## [DIRECTIVE]
Report each line of the records that contains the word "brick", copying every such line in full. Treat the match as case-sensitive.

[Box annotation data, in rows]

= = = = = = =

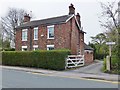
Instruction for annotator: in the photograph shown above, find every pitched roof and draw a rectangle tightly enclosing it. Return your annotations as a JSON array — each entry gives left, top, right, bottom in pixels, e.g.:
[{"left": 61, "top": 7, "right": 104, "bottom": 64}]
[
  {"left": 17, "top": 15, "right": 73, "bottom": 28},
  {"left": 84, "top": 43, "right": 94, "bottom": 50}
]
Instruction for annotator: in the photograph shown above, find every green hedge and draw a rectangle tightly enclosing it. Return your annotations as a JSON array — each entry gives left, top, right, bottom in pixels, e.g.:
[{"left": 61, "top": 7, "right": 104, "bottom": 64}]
[{"left": 2, "top": 50, "right": 70, "bottom": 70}]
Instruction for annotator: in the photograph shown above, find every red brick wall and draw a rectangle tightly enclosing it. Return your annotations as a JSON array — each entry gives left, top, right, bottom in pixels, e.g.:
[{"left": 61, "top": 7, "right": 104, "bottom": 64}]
[{"left": 84, "top": 50, "right": 93, "bottom": 65}]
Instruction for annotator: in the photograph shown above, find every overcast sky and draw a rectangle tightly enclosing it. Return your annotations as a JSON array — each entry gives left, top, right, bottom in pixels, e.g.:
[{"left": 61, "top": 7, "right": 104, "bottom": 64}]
[{"left": 0, "top": 0, "right": 118, "bottom": 43}]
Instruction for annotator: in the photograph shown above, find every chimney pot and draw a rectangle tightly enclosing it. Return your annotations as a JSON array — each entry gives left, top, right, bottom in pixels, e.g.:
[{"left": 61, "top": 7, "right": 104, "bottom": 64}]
[
  {"left": 69, "top": 3, "right": 75, "bottom": 15},
  {"left": 24, "top": 13, "right": 31, "bottom": 22}
]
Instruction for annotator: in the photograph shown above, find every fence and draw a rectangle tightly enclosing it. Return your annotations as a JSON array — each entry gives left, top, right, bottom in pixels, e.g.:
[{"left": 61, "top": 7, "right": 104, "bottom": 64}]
[{"left": 66, "top": 55, "right": 84, "bottom": 68}]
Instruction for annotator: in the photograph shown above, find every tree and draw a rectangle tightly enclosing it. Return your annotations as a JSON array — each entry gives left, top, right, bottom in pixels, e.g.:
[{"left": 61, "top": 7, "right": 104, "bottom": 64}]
[
  {"left": 1, "top": 8, "right": 26, "bottom": 48},
  {"left": 100, "top": 2, "right": 120, "bottom": 56}
]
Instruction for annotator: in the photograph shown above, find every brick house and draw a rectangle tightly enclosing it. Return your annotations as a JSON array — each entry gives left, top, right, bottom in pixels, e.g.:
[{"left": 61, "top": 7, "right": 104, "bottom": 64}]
[{"left": 15, "top": 4, "right": 93, "bottom": 64}]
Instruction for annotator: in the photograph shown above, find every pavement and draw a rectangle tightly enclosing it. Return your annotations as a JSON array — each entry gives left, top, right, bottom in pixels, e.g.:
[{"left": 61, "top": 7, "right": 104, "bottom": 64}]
[{"left": 0, "top": 62, "right": 120, "bottom": 83}]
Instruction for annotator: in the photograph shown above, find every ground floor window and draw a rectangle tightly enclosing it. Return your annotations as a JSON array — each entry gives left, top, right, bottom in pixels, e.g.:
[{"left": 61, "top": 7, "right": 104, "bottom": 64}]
[
  {"left": 22, "top": 46, "right": 27, "bottom": 51},
  {"left": 47, "top": 45, "right": 54, "bottom": 50},
  {"left": 33, "top": 45, "right": 38, "bottom": 51}
]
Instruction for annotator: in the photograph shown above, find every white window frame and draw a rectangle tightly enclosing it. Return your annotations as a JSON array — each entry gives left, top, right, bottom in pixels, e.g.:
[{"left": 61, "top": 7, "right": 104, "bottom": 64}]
[
  {"left": 47, "top": 25, "right": 55, "bottom": 39},
  {"left": 22, "top": 46, "right": 27, "bottom": 51},
  {"left": 34, "top": 27, "right": 38, "bottom": 40},
  {"left": 33, "top": 45, "right": 38, "bottom": 51},
  {"left": 22, "top": 29, "right": 28, "bottom": 41},
  {"left": 47, "top": 45, "right": 55, "bottom": 50}
]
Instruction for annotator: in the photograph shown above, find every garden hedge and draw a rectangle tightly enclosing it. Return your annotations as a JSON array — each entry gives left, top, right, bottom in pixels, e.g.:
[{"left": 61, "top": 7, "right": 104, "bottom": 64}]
[{"left": 2, "top": 50, "right": 70, "bottom": 70}]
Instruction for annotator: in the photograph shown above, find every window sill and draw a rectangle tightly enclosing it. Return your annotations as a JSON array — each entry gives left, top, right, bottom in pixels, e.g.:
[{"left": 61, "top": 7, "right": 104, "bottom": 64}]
[{"left": 47, "top": 38, "right": 55, "bottom": 39}]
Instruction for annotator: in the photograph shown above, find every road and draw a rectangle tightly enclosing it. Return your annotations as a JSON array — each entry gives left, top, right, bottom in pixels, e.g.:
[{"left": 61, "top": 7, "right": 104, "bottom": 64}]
[
  {"left": 68, "top": 60, "right": 105, "bottom": 75},
  {"left": 2, "top": 69, "right": 118, "bottom": 88}
]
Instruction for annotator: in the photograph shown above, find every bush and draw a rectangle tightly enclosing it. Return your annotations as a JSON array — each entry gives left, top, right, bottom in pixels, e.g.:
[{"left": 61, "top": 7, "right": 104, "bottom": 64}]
[
  {"left": 2, "top": 50, "right": 70, "bottom": 70},
  {"left": 103, "top": 55, "right": 120, "bottom": 74}
]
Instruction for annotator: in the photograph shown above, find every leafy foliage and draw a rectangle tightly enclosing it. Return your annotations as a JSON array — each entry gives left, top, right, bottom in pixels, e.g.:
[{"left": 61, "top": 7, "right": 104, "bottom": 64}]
[{"left": 2, "top": 50, "right": 70, "bottom": 70}]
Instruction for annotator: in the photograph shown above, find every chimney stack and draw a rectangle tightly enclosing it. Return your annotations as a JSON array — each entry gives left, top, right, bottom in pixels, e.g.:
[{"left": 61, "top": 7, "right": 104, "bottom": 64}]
[
  {"left": 24, "top": 14, "right": 31, "bottom": 22},
  {"left": 69, "top": 4, "right": 75, "bottom": 15},
  {"left": 118, "top": 1, "right": 120, "bottom": 26},
  {"left": 76, "top": 13, "right": 81, "bottom": 27}
]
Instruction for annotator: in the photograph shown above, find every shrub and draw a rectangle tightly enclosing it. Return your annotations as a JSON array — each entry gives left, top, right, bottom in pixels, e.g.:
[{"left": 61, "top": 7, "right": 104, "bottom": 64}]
[
  {"left": 2, "top": 50, "right": 70, "bottom": 70},
  {"left": 103, "top": 55, "right": 120, "bottom": 74}
]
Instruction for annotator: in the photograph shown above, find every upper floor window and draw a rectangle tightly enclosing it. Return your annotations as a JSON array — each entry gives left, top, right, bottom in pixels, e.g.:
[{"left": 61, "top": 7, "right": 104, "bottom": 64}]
[
  {"left": 33, "top": 45, "right": 38, "bottom": 51},
  {"left": 22, "top": 46, "right": 27, "bottom": 51},
  {"left": 22, "top": 29, "right": 27, "bottom": 41},
  {"left": 47, "top": 25, "right": 54, "bottom": 39},
  {"left": 34, "top": 27, "right": 38, "bottom": 40}
]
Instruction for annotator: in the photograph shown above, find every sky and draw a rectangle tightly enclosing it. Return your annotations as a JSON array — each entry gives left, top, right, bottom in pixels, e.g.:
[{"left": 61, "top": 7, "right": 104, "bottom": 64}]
[{"left": 0, "top": 0, "right": 118, "bottom": 43}]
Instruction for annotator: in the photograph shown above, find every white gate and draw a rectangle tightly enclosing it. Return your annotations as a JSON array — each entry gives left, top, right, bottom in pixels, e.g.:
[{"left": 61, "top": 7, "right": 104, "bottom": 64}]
[{"left": 66, "top": 55, "right": 84, "bottom": 68}]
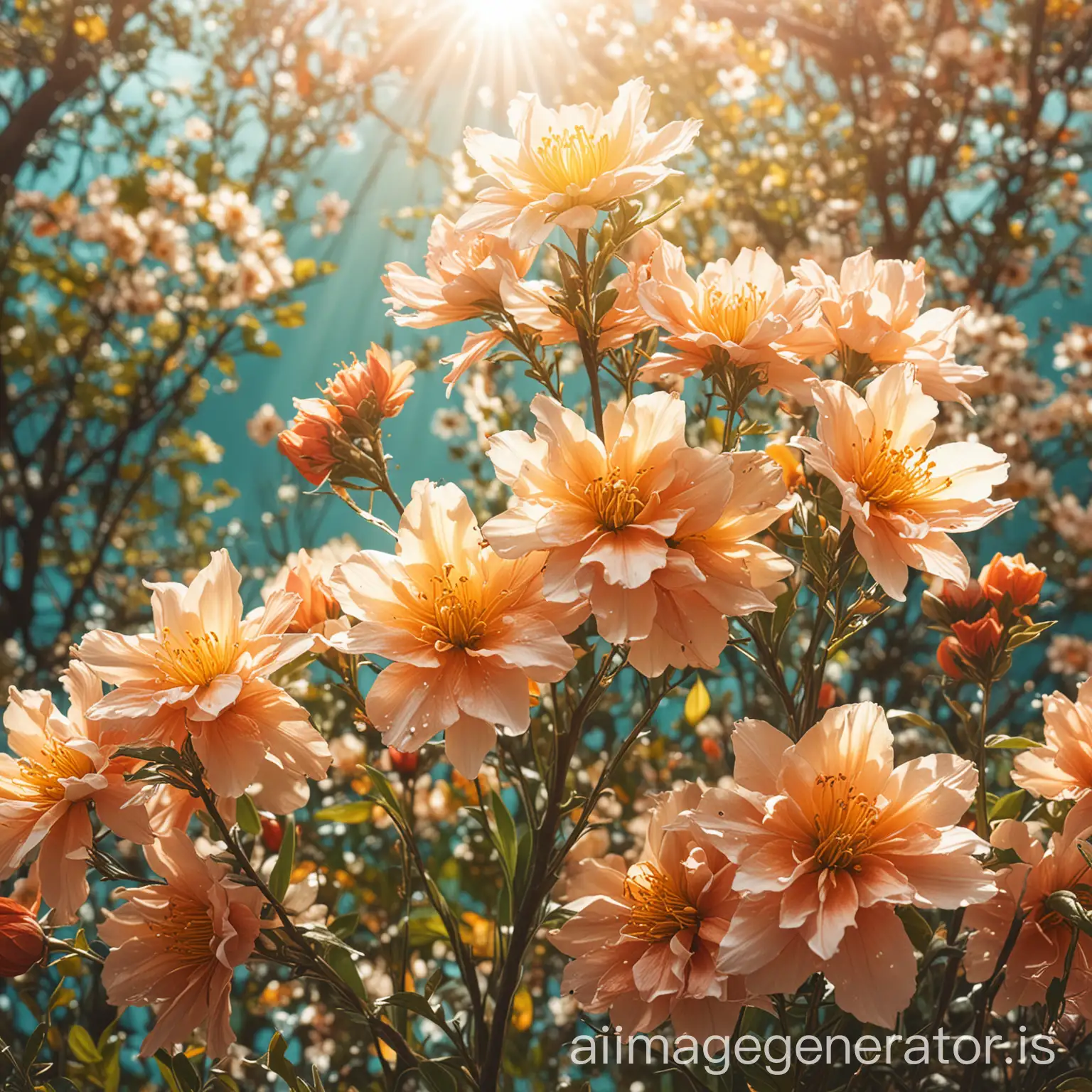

= = = = = = =

## [COMPLETE ANSWER]
Instruction for annotator: in the photograph shown above, find every red brick wall and draw a rectangle tightly enclosing it. Return your annotations as a JSON array — each entry gives left, top, right, bottom in pixels, e.g.:
Instruction for annotator: in the photograph shown above, find every brick house and draw a rectangle tightly enclosing it. Return your annotations as a JSON array — each entry gives left, top, right, bottom in pixels, e.g.:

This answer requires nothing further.